PAGE EXTRACT →
****************

Private cloud exhibits a highly virtualized cloud data center located inside your organization’s firewall It may also be a private space dedicated for your company within a cloud vendor’s data center designed to handle the organization’s workloads, and in this case it is called Virtual Private Cloud ( Private clouds exhibit the following characteristics:

Allow service provisioning and compute capability for an organization’s users in a self service manner
Automate and provide well managed virtualized environments
Optimize computing resources, and servers utilization
Support specific workloads

Containers

Containers have emerged as a key open source application packaging and delivery technology, combining lightweight application isolation with the flexibility of image-based deployment methods
Linux Containers

LXC


LXC stands for Linux Containers
LXC is a solution for virtualizing software at the operating system level within the Linux kernel
Unlike traditional hypervisors (think VMware, KVM and Hyper-V), LXC lets you run single applications in virtual environments
You can also virtualize an entire operating system inside an LXC container, if you’d like

LXC’s main advantages

It is easy to control a virtual environment using user-space tools from the host OS
requires less overhead than a traditional hypervisor
Increases the portability of individual apps by making it possible to distribute them inside containers

LXD


It is a REST API that connects to libxlc, the LXC software library
Written in Go Lang
Creates a system daemon that apps can access locally using a Unix socket, or over the network via  HTTP

Advantages

A host can run many LXC containers using only a single system daemon, which simplifies management and reduces overhead. With pure-play LXC, you’d need separate processes for each container.
The LXD daemon can take advantage of host-level security features to make containers more secure. On plain LXC, container security is more problematic.
Because the LXD daemon handles networking and data storage, and users can control these things from the LXD CLI interface, it simplifies the process of sharing these resources with containers.

****************

DATA SUPPLIED →
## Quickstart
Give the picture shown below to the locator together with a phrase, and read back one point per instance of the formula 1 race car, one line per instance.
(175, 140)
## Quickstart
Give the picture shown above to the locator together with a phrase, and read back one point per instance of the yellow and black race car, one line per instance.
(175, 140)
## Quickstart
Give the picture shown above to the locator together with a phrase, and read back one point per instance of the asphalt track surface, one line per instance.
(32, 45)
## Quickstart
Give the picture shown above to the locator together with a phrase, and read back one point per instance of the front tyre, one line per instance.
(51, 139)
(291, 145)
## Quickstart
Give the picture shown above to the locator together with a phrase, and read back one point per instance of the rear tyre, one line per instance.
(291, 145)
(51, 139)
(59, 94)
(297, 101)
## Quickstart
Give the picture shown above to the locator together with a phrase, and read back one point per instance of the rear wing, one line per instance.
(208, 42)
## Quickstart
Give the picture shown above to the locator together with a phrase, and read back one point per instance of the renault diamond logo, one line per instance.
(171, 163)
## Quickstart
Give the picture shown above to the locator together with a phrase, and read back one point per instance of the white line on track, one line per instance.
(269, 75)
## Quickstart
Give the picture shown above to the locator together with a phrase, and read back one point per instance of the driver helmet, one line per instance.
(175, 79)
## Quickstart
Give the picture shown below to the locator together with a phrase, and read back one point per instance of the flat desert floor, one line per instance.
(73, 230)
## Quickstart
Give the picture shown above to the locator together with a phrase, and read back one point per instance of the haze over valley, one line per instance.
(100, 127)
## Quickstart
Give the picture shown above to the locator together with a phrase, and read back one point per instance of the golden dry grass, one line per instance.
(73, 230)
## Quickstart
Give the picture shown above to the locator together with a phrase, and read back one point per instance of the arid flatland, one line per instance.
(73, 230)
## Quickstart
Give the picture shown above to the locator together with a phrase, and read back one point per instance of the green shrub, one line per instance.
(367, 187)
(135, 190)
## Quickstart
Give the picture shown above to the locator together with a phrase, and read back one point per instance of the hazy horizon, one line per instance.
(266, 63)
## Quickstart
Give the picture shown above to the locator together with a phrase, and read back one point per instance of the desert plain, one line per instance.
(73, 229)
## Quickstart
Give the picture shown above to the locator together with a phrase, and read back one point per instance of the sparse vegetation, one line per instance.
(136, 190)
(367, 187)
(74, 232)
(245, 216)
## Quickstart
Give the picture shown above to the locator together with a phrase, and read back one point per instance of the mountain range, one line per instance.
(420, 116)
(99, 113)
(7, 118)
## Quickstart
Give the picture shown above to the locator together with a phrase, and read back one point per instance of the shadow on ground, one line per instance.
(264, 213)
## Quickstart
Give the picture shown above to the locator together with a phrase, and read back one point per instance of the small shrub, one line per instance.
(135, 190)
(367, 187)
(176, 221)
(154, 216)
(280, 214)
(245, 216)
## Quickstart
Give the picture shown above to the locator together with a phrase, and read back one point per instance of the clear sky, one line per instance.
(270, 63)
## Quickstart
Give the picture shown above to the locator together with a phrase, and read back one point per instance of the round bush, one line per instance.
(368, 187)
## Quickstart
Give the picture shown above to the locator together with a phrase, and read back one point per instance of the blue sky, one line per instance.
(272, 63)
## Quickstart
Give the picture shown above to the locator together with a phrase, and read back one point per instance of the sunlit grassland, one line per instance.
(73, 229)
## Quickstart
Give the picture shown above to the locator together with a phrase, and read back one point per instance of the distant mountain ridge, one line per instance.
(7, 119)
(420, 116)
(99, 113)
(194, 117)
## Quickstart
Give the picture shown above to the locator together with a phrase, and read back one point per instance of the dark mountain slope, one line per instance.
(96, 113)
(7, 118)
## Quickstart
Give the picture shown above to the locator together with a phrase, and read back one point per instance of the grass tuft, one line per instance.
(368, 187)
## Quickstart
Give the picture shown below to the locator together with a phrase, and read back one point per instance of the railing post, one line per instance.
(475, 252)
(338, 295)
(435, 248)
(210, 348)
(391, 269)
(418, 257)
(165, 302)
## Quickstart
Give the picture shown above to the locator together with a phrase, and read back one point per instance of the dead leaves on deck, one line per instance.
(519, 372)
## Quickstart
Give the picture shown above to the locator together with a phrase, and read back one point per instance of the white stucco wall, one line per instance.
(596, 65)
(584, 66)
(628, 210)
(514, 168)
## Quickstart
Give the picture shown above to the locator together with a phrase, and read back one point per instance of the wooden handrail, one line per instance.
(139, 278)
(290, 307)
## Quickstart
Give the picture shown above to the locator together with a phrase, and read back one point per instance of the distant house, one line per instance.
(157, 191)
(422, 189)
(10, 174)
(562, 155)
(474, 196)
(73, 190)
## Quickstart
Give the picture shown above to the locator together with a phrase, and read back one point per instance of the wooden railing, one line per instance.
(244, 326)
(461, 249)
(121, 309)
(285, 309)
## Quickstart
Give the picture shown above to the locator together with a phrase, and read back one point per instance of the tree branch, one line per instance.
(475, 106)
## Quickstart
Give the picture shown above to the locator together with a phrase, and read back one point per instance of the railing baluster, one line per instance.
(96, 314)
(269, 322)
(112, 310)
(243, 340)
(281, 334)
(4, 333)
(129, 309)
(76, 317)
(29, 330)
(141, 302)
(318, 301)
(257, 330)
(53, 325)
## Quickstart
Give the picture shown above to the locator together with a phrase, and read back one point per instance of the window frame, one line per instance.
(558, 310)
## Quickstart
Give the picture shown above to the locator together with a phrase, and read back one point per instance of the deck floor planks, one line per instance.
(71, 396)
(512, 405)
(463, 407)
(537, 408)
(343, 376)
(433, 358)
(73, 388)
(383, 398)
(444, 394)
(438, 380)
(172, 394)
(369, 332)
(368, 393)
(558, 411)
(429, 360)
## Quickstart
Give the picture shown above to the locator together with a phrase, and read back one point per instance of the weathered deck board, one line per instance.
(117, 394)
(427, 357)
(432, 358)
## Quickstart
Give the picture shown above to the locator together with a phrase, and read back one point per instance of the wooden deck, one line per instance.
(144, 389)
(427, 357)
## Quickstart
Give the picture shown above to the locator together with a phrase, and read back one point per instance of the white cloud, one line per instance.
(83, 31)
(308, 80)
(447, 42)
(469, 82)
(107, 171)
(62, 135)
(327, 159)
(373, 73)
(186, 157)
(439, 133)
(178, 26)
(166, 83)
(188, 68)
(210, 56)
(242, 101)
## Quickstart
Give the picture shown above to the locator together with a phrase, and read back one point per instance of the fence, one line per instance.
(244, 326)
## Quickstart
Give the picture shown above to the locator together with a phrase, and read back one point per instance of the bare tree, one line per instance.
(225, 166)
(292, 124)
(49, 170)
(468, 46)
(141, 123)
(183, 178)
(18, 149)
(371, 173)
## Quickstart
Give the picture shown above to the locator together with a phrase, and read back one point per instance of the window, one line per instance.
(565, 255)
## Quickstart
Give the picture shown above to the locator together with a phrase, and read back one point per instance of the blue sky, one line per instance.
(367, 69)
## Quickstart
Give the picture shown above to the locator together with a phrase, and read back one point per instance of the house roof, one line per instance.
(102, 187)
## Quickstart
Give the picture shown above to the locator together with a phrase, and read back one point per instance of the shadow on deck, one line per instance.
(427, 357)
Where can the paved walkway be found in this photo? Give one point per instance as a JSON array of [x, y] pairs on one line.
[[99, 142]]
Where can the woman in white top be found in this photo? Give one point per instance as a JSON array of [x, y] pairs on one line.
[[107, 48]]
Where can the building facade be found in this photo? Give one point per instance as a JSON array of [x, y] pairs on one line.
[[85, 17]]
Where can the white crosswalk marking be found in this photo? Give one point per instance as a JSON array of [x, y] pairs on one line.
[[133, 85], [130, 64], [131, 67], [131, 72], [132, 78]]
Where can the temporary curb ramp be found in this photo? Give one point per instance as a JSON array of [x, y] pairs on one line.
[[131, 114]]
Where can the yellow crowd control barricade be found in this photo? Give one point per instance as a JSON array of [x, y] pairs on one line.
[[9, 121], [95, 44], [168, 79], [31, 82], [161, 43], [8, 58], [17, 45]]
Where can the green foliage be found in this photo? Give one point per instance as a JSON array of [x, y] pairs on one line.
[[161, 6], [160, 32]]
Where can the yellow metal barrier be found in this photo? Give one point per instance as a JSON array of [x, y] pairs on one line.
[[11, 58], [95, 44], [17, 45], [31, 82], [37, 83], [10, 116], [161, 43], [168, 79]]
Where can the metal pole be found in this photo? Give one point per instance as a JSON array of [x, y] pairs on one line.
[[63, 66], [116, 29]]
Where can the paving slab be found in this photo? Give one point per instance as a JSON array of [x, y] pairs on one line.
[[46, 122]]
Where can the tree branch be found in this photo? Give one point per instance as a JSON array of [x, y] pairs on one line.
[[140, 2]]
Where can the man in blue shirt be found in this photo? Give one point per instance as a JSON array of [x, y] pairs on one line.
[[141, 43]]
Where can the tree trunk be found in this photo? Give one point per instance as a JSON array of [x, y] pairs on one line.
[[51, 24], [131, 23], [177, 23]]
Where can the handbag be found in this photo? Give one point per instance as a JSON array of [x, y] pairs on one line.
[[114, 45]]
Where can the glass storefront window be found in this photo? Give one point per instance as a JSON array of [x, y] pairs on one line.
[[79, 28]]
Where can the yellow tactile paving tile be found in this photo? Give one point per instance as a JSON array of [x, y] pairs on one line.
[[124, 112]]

****************

Give again, word for word, the passage of the page extract on private clouds and containers starting at "A host can run" and ending at "is more problematic.".

EXPECTED OUTPUT →
A host can run many LXC containers using only a single system daemon, which simplifies management and reduces overhead. With pure-play LXC, you’d need separate processes for each container.
The LXD daemon can take advantage of host-level security features to make containers more secure. On plain LXC, container security is more problematic.